Request
Locate every line in the records below that contains the string "lamp" and copy each one. Case counts.

Collected data
★ ★ ★ ★

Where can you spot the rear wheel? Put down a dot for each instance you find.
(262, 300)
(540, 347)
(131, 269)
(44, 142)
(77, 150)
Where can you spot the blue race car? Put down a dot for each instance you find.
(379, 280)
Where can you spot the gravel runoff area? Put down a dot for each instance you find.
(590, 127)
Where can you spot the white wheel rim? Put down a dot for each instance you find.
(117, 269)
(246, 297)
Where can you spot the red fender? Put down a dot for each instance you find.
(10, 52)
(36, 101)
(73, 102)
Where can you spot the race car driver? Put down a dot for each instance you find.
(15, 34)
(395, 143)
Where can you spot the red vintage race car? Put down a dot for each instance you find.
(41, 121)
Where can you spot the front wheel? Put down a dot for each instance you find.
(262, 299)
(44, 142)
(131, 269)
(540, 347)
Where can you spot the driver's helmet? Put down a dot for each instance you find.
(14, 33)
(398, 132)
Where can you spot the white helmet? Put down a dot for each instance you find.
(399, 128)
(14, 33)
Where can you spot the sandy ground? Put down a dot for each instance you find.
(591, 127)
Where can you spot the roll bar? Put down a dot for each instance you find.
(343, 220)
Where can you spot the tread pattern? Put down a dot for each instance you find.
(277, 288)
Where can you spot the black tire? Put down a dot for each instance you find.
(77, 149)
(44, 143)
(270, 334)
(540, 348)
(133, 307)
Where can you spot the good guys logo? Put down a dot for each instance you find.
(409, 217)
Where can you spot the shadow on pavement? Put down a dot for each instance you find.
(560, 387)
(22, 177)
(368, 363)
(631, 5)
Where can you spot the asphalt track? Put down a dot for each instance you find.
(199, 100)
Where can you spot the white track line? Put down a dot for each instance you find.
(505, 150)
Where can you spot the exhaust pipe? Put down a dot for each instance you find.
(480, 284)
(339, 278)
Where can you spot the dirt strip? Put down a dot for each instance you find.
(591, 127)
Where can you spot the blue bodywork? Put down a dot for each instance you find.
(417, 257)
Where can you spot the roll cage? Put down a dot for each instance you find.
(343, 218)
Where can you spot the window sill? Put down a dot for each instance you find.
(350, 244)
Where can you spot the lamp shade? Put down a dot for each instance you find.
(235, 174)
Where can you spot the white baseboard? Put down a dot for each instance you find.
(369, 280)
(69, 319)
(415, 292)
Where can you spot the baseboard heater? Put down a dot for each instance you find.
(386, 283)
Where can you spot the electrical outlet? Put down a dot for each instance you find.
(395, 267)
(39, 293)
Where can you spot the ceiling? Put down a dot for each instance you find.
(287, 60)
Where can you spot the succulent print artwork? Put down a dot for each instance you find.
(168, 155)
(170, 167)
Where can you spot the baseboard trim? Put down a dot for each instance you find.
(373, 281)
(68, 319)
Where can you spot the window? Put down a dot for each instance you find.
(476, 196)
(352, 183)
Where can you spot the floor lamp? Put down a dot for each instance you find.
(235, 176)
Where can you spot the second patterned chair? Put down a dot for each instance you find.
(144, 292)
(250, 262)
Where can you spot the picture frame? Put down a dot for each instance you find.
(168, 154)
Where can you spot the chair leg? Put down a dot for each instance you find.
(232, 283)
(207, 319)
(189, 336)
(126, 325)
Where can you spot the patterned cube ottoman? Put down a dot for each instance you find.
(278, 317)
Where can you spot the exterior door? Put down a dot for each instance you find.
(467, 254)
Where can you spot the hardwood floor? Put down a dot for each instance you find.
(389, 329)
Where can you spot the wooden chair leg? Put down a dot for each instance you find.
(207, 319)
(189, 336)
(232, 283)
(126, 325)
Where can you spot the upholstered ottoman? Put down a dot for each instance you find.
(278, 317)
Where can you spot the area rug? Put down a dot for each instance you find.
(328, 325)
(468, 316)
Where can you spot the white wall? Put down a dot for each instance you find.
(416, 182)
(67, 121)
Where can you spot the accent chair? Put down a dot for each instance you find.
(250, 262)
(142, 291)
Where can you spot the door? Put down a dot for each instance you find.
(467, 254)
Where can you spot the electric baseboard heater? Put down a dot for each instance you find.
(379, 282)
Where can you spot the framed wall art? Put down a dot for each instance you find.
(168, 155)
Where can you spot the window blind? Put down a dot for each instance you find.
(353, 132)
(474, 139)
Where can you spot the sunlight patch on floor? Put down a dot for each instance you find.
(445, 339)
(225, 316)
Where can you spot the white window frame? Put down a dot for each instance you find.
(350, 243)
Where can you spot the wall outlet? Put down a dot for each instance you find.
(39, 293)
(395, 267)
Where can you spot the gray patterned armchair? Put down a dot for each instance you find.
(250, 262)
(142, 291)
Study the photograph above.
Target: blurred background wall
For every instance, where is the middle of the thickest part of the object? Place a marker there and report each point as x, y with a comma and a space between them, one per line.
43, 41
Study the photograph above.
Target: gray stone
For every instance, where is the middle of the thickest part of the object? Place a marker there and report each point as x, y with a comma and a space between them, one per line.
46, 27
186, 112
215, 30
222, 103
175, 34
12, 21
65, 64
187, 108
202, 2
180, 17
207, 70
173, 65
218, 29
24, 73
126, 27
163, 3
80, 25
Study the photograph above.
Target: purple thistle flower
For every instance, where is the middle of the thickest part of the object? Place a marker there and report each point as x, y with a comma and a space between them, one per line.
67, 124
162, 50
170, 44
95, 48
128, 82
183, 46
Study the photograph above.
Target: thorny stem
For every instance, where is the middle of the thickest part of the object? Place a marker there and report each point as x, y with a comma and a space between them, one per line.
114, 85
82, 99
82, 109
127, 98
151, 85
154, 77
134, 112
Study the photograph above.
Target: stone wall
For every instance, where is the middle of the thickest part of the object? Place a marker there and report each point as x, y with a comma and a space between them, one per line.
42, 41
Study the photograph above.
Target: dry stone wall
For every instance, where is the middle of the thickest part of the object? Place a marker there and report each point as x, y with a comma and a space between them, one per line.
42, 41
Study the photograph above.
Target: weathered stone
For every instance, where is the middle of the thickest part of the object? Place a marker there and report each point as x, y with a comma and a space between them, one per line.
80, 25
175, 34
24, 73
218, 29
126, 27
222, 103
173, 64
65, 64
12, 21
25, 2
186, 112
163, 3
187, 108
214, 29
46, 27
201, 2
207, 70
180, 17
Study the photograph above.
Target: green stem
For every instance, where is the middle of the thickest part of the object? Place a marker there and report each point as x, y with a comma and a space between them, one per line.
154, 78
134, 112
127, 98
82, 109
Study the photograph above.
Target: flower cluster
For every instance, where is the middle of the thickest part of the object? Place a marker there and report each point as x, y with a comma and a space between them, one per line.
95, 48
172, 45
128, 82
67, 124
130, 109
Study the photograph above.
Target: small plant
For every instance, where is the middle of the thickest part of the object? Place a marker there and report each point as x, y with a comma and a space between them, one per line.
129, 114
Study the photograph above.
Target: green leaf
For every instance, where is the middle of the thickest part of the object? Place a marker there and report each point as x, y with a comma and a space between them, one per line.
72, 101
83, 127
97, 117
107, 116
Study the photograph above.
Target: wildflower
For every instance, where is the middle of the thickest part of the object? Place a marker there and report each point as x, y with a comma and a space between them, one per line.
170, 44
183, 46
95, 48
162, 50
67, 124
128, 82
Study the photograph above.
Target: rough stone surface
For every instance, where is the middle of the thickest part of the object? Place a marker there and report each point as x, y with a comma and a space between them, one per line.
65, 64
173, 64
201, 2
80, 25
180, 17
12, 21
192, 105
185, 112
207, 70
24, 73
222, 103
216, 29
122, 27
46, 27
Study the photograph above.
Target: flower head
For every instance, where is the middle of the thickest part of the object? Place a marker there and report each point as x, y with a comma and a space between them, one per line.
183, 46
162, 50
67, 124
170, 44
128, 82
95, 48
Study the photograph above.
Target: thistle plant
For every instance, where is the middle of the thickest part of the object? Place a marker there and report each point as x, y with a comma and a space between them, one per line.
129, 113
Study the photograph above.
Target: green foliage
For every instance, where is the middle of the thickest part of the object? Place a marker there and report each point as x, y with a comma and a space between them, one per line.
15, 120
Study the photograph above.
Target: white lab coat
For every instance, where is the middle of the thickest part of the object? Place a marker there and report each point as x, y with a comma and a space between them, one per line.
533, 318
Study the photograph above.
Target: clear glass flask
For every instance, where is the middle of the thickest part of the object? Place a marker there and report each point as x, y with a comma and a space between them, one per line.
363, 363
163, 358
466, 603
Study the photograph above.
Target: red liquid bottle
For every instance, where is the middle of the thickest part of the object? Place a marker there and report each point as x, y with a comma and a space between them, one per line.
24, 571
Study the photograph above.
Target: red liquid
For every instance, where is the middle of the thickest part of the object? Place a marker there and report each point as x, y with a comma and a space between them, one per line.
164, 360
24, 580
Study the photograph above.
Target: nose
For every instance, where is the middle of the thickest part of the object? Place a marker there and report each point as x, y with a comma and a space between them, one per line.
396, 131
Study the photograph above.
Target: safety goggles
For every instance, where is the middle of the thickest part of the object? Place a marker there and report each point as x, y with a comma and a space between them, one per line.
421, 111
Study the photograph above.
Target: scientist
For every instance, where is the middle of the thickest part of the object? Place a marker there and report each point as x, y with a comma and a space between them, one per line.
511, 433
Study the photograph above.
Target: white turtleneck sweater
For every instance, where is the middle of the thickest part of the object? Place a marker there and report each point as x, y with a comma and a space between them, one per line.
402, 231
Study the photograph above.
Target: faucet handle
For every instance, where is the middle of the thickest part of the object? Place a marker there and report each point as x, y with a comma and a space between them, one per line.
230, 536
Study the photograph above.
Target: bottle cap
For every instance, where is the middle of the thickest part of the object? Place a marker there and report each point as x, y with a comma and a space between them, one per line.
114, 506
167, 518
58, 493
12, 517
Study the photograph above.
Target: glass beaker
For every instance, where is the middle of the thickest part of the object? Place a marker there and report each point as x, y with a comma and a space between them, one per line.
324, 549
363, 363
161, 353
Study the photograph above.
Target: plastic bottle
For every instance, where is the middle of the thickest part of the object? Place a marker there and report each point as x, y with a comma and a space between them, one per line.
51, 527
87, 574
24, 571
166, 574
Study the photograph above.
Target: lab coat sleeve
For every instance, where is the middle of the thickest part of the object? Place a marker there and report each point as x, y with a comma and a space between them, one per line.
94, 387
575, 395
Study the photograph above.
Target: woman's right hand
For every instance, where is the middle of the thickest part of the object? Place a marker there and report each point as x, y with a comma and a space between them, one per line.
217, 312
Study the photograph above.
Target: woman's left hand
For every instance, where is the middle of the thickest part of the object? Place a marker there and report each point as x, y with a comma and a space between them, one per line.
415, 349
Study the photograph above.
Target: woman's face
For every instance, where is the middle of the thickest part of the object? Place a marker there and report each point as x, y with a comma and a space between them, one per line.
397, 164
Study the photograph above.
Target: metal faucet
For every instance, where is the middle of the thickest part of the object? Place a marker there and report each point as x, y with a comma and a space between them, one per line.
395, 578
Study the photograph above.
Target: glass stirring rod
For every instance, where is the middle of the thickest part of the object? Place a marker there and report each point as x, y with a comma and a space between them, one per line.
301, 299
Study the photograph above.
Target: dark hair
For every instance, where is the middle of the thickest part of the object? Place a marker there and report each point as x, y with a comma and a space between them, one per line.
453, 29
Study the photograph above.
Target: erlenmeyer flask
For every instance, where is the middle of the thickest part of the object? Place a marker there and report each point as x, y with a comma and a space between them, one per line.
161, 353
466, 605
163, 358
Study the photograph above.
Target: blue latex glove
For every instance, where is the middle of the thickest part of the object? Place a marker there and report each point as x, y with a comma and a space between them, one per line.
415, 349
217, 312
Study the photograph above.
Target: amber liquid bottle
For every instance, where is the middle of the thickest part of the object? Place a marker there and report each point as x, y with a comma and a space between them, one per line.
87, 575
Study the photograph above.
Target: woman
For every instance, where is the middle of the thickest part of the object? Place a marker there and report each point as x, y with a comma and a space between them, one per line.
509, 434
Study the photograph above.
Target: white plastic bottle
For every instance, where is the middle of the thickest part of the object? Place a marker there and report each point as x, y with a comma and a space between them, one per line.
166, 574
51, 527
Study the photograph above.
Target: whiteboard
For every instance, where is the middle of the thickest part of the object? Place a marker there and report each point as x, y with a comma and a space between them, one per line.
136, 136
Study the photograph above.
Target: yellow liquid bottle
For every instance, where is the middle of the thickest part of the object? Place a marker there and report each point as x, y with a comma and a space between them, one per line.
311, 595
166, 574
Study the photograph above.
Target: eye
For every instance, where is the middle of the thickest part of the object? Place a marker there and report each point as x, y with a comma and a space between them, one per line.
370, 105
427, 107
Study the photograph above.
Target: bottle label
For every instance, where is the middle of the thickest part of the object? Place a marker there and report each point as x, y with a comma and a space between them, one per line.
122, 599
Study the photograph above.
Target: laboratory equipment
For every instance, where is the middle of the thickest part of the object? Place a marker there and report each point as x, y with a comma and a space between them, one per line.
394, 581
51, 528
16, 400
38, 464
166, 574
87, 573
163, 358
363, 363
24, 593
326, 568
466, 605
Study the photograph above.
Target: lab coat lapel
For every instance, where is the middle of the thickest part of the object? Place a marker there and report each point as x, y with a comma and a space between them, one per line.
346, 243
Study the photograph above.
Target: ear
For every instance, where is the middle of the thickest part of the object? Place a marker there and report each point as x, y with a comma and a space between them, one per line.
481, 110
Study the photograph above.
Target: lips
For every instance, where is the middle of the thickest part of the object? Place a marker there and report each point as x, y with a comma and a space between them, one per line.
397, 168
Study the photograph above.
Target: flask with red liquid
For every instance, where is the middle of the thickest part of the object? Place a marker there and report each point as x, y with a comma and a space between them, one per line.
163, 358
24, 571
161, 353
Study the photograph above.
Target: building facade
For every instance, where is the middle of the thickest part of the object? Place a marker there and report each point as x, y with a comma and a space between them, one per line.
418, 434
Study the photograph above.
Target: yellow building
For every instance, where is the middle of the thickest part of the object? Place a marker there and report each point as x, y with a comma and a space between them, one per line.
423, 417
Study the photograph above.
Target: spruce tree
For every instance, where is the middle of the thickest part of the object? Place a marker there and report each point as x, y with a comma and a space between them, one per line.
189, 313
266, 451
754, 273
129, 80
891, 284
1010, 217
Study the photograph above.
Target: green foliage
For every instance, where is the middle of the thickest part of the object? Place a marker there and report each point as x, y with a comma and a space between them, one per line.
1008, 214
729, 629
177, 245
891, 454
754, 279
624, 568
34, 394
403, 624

★ ★ ★ ★

Problem solution
Where can you spot the lamp shade? Put down a dot for each instance you find.
Where can you spot the floor lamp? Put down a dot for each instance you find.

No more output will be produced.